### Extracted data ###
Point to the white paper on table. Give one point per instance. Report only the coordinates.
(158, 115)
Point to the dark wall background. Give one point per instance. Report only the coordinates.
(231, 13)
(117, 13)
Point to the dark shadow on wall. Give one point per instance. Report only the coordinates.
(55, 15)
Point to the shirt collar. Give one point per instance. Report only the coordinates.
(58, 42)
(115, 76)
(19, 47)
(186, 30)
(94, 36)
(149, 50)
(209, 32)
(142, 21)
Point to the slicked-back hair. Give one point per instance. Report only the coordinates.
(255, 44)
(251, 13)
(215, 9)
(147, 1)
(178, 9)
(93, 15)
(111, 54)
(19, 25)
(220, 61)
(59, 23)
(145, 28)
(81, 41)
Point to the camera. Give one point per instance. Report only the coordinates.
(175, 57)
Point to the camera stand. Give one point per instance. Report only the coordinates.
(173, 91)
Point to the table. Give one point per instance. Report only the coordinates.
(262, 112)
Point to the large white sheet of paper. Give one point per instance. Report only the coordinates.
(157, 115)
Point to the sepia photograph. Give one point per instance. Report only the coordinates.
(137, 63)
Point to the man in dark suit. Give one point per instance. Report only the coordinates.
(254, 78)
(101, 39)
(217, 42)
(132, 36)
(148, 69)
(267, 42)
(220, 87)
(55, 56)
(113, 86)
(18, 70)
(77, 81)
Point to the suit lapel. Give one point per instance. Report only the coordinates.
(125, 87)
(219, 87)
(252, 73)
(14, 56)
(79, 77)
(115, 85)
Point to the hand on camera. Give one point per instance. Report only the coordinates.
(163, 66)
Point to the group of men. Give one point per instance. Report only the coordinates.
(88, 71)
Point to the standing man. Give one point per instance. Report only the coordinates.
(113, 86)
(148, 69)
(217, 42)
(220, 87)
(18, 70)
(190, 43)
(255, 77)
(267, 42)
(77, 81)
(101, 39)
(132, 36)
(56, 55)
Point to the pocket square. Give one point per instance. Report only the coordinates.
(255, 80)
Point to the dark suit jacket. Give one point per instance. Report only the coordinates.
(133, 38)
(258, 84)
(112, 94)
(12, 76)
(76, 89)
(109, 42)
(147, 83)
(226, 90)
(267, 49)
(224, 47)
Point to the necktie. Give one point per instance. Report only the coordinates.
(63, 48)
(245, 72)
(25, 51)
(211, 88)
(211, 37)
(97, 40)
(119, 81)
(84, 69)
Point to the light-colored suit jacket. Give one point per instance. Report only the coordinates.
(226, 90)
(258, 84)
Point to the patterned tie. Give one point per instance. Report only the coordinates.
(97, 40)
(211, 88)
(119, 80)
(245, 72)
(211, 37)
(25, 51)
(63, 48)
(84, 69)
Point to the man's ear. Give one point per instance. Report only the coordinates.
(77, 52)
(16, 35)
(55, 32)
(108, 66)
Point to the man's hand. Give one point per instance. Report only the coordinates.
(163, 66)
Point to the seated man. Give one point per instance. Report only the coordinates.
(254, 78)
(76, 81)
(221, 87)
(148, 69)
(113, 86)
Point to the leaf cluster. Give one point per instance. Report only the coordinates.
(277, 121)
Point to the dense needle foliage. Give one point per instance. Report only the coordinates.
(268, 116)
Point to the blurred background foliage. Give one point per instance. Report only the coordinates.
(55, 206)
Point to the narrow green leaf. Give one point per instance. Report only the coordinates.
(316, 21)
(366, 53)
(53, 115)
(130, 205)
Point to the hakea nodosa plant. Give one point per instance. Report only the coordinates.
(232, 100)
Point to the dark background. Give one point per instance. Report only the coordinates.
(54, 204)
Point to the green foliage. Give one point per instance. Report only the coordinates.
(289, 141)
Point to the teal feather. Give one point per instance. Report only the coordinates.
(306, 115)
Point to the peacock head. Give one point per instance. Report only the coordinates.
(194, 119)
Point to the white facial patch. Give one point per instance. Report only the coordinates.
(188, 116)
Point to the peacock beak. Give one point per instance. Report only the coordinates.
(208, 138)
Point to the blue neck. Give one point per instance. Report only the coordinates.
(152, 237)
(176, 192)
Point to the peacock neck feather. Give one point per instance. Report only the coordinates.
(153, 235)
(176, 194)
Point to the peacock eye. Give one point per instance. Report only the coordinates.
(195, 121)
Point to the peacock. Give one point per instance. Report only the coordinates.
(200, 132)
###
Return the entries in full, keeping every line exactly as it is.

### [Task solution]
Point to the white paper on table. Give one point per instance. Report only the coordinates.
(158, 115)
Point to the dark wall background. Give one point per instance. Report only the coordinates.
(231, 13)
(117, 13)
Point to the dark shadow on wall. Give one point per instance. Report only the coordinates.
(55, 15)
Point to the shirt collar. Give one point per instance. Report only the coordinates.
(58, 42)
(115, 76)
(19, 47)
(186, 30)
(94, 36)
(149, 50)
(209, 32)
(142, 21)
Point to the slicked-back hair. Give one point per instance. Report only the coordinates.
(255, 44)
(251, 13)
(215, 9)
(147, 1)
(178, 9)
(93, 15)
(111, 54)
(19, 25)
(220, 61)
(59, 23)
(145, 28)
(81, 41)
Point to the camera. Give one point per instance. Report only the coordinates.
(175, 57)
Point to the camera stand. Give one point per instance. Report only the coordinates.
(173, 91)
Point to the table. Give one point per instance. Report only the coordinates.
(262, 112)
Point to the large white sheet of paper. Give one point per instance. Report only the coordinates.
(157, 115)
Point to the sepia photograph. Give one point per instance. Report only the coordinates.
(137, 63)
Point to the man in dark suit. Give one point per instance. Report only the coordinates.
(254, 78)
(101, 39)
(217, 42)
(132, 36)
(148, 69)
(267, 42)
(220, 87)
(55, 56)
(113, 86)
(18, 70)
(77, 81)
Point to the suit lapel. Give one point per instance. Report only the coordinates.
(125, 87)
(219, 87)
(252, 73)
(14, 56)
(79, 77)
(115, 85)
Point to the hand on camera. Give one point per instance. Report only the coordinates.
(163, 66)
Point to the group of men. Give one point per instance. Report only the coordinates.
(88, 71)
Point to the standing man. Give one point per instance. Report only the coordinates.
(113, 86)
(148, 69)
(217, 42)
(220, 87)
(18, 70)
(190, 43)
(255, 77)
(267, 42)
(77, 81)
(101, 39)
(132, 36)
(56, 55)
Point to the pocket square. Give one point per instance. Report only the coordinates.
(255, 80)
Point to the dark suit jacket. Give one point per instance. Report only the coordinates.
(133, 38)
(258, 84)
(112, 94)
(12, 76)
(76, 89)
(109, 42)
(147, 83)
(226, 90)
(267, 49)
(224, 47)
Point to the necktie. Give one point per instance. Report only the coordinates.
(63, 48)
(245, 72)
(25, 51)
(211, 88)
(211, 37)
(97, 40)
(119, 81)
(84, 69)
Point to the light-colored suit jacket. Give one point per instance. Report only the coordinates.
(226, 90)
(258, 84)
Point to the patterned tie. Give one point per instance. Report only the coordinates.
(97, 40)
(211, 88)
(119, 80)
(245, 72)
(211, 37)
(25, 51)
(63, 48)
(84, 69)
Point to the man's ear. Give one point per instance. Report only the coordinates.
(77, 52)
(16, 35)
(55, 32)
(108, 66)
Point to the man's hand. Give one point per instance. Report only the coordinates.
(163, 66)
Point to the seated man. Give one point per instance. Report only the coordinates.
(254, 78)
(76, 81)
(221, 87)
(148, 69)
(113, 86)
Point to the leaf cluster. Give one point per instance. Report only the coordinates.
(277, 121)
Point to the dense needle foliage. Give one point per instance. Report only the coordinates.
(268, 116)
Point to the blurred background foliage. Give one point per instance. Report only the coordinates.
(55, 206)
Point to the narrow green leaf. Give one point per instance. Report only the coordinates.
(316, 21)
(366, 53)
(53, 115)
(130, 205)
Point to the hakea nodosa plant. Give one point per instance. Report only the coordinates.
(232, 100)
Point to the dark background. Give one point per instance. Report only the coordinates.
(54, 204)
Point to the green foliage. Give one point per instance. Report only the coordinates.
(289, 141)
Point to the teal feather. Give one point per instance. Report only the coordinates.
(306, 115)
Point to the peacock head. Give one point per instance. Report only the coordinates.
(194, 119)
Point to the white facial patch. Give one point per instance. Report only the coordinates.
(188, 116)
Point to the peacock beak. Give one point per instance. Report only the coordinates.
(208, 138)
Point to the blue neck. Give one point per instance. Report only the coordinates.
(152, 237)
(176, 192)
Point to the peacock neck feather. Give one point per instance. Report only the coordinates.
(153, 235)
(176, 194)
Point to the peacock eye. Give one point per instance. Report only the coordinates.
(195, 121)
Point to the peacock. Give one point per instance. Report only the coordinates.
(200, 132)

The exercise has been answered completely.